'''
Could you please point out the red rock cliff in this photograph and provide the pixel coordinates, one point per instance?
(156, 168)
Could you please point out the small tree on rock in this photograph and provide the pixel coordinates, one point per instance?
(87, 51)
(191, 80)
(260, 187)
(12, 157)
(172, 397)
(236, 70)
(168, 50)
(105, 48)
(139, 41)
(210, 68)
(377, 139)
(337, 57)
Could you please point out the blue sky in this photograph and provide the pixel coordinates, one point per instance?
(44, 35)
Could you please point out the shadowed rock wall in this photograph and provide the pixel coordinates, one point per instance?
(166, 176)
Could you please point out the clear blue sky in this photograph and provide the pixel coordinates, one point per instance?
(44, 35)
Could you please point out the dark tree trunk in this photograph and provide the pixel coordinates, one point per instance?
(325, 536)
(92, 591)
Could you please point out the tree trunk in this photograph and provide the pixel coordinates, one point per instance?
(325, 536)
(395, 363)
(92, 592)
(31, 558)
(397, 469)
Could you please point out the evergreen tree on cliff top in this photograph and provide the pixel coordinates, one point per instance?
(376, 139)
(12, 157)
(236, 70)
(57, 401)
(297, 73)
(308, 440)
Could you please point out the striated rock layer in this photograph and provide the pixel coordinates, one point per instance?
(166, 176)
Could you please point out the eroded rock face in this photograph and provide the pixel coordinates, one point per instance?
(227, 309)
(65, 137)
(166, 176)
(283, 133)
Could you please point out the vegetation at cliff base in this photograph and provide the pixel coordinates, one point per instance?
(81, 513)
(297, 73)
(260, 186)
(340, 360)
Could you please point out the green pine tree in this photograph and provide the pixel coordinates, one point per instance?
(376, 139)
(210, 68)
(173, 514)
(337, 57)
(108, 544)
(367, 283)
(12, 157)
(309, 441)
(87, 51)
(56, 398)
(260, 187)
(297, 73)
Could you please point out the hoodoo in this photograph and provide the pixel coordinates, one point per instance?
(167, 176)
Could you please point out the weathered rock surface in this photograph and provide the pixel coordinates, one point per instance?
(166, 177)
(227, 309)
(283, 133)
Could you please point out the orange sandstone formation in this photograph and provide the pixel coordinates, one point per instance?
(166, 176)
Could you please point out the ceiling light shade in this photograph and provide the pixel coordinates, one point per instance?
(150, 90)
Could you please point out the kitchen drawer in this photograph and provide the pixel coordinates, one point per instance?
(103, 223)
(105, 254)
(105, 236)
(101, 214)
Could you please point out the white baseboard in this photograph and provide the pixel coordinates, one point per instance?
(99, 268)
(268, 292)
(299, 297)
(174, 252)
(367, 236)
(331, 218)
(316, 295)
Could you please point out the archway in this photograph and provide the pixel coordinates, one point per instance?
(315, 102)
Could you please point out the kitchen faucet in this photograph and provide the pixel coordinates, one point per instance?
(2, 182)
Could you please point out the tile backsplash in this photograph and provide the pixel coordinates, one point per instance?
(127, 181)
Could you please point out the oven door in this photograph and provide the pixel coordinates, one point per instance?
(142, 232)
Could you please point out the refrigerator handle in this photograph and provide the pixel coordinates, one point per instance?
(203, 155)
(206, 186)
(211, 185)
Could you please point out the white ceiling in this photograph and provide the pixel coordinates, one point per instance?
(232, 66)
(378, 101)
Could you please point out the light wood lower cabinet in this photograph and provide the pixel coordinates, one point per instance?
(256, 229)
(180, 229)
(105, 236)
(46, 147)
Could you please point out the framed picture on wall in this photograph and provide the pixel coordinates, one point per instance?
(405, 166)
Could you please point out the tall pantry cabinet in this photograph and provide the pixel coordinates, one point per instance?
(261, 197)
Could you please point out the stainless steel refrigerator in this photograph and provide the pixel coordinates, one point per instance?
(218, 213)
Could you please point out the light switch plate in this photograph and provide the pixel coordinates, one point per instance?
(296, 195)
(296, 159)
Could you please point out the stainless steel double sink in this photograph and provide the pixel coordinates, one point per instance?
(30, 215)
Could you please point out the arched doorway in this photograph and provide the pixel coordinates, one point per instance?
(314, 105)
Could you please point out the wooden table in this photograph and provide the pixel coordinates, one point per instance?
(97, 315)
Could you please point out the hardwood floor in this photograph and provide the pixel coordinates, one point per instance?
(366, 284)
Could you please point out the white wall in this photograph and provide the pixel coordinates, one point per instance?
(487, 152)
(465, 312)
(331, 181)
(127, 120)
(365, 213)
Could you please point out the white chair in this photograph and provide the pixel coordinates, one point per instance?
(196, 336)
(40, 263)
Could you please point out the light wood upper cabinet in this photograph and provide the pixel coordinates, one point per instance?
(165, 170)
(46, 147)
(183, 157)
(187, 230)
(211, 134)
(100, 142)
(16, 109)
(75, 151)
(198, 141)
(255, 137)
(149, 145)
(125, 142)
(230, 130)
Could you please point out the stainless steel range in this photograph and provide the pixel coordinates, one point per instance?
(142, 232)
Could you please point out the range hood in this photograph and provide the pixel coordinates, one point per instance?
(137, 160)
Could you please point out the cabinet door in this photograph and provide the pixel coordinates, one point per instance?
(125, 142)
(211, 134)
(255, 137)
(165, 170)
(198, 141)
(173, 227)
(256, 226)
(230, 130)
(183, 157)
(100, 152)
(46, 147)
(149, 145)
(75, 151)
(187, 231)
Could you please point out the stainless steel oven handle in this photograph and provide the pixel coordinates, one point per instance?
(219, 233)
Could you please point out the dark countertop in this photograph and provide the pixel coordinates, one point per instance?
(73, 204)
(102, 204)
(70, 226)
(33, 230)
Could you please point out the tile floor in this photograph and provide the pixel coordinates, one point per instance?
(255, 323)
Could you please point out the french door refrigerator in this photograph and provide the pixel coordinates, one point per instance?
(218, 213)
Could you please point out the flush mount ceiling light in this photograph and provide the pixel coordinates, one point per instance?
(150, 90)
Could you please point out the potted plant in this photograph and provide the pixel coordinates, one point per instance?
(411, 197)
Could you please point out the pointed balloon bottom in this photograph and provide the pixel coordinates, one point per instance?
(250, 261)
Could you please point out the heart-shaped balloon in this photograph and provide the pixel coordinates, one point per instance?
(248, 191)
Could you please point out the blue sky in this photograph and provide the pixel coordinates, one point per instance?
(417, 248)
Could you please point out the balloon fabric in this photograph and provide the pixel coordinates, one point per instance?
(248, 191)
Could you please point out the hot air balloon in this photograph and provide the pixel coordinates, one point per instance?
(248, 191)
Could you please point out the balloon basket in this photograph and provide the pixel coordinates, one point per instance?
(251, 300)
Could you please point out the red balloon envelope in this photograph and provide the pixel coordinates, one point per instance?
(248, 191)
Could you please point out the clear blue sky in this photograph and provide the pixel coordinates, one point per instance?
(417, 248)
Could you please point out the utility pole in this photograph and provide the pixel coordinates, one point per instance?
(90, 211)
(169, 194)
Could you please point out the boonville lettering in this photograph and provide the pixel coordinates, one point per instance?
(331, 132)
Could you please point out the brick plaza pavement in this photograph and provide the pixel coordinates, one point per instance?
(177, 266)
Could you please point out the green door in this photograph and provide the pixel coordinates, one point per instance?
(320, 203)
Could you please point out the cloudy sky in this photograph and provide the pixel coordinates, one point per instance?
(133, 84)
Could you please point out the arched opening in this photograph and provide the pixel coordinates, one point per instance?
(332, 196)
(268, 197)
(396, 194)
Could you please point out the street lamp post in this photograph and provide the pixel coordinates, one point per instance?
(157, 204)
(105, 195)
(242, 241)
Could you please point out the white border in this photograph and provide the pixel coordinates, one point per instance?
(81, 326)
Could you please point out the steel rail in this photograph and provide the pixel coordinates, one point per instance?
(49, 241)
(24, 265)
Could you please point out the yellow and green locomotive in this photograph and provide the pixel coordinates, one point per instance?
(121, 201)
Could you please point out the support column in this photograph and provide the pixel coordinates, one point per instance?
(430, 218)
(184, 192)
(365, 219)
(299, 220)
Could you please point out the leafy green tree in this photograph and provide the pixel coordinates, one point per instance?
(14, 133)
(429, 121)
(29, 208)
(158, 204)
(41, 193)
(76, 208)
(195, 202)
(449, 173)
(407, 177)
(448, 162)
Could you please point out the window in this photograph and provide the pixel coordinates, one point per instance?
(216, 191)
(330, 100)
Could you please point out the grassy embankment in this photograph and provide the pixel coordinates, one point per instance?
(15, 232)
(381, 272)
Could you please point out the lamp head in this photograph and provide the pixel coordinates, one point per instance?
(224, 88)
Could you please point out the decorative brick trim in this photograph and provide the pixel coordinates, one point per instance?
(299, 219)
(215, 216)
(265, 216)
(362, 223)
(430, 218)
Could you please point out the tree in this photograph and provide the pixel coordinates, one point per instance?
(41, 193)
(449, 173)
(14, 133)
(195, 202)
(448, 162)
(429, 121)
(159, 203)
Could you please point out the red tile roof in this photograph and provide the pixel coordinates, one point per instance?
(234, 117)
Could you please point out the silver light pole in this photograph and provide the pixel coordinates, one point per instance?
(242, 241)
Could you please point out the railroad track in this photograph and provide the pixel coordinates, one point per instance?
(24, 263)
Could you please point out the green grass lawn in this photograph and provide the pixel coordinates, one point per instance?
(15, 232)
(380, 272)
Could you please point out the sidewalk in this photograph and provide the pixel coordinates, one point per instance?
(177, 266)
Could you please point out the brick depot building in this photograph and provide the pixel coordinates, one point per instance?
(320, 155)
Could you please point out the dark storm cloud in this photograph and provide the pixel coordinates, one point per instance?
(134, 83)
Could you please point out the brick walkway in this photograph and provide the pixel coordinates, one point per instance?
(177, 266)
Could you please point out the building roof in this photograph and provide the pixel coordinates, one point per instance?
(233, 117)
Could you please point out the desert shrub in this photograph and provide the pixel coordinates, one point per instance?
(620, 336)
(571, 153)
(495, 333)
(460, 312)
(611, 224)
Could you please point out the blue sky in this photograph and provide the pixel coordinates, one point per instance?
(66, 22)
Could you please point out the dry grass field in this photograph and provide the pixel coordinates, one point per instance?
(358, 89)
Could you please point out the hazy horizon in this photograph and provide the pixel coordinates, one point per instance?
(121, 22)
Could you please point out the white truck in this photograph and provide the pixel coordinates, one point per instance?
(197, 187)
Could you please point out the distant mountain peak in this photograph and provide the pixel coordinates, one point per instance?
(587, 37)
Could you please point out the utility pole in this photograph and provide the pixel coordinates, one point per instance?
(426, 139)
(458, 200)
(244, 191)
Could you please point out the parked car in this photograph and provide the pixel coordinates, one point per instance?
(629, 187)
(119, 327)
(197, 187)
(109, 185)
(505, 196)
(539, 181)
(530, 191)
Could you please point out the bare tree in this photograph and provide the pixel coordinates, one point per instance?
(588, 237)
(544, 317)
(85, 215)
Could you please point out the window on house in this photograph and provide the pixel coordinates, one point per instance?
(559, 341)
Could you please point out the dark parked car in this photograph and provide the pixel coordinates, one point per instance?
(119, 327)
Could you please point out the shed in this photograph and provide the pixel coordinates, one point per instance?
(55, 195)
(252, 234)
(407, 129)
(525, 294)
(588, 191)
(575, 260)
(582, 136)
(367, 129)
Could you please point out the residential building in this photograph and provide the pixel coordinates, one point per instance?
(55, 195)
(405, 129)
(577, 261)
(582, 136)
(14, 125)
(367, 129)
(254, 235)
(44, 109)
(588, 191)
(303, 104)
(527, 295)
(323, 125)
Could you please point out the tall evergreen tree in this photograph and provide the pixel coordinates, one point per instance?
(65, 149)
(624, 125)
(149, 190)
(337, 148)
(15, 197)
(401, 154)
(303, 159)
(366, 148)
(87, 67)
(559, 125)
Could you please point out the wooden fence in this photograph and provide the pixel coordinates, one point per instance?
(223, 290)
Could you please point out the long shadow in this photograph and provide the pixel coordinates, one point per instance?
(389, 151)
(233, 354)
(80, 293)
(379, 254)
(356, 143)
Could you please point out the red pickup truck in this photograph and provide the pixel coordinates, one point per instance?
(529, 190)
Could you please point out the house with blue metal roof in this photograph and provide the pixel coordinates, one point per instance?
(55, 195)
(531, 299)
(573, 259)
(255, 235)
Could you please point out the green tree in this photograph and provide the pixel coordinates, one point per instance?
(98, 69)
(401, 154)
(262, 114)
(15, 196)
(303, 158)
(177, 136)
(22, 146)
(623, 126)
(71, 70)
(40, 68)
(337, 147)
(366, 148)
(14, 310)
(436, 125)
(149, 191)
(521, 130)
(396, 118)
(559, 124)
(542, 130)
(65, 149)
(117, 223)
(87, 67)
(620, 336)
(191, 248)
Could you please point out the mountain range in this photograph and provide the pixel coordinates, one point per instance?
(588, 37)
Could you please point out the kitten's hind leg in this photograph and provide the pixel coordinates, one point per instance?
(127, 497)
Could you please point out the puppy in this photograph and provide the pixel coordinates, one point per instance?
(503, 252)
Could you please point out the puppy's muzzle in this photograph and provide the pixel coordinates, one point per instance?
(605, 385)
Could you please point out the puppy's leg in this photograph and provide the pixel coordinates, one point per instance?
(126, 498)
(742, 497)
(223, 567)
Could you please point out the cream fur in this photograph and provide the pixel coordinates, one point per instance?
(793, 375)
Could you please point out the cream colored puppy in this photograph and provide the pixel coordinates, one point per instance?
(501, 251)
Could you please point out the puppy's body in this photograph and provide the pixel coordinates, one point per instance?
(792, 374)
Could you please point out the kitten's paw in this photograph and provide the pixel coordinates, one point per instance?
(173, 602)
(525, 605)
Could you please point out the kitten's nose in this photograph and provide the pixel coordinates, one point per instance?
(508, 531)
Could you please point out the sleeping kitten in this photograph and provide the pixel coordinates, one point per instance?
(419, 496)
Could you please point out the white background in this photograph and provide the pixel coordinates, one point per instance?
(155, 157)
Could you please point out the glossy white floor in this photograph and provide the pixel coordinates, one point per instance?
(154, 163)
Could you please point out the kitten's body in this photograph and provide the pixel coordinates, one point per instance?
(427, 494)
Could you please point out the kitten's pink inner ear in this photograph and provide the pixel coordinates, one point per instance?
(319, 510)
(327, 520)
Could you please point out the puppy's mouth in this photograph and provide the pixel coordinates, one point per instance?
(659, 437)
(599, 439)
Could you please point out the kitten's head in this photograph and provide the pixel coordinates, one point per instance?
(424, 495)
'''
● THE EXERCISE
Set down nothing but the lines from the one with "Could you please point out the kitten's body" through the end of the records, keeping each line exactly as written and including both ends.

● EXERCISE RESPONSE
Could you please point out the kitten's body in this photograph and provide the pixel coordinates, one point per instance?
(427, 494)
Could you please point out the kitten's pink inner ear in this photograph and provide the pixel coordinates, one point per instance?
(319, 510)
(327, 520)
Could you please point out the puppy's mouth in this photograph and provide the pixel coordinates, one point per instance?
(659, 437)
(599, 439)
Could you please point out the kitten's head in this photograph and provide the pixel coordinates, one point per instance?
(424, 495)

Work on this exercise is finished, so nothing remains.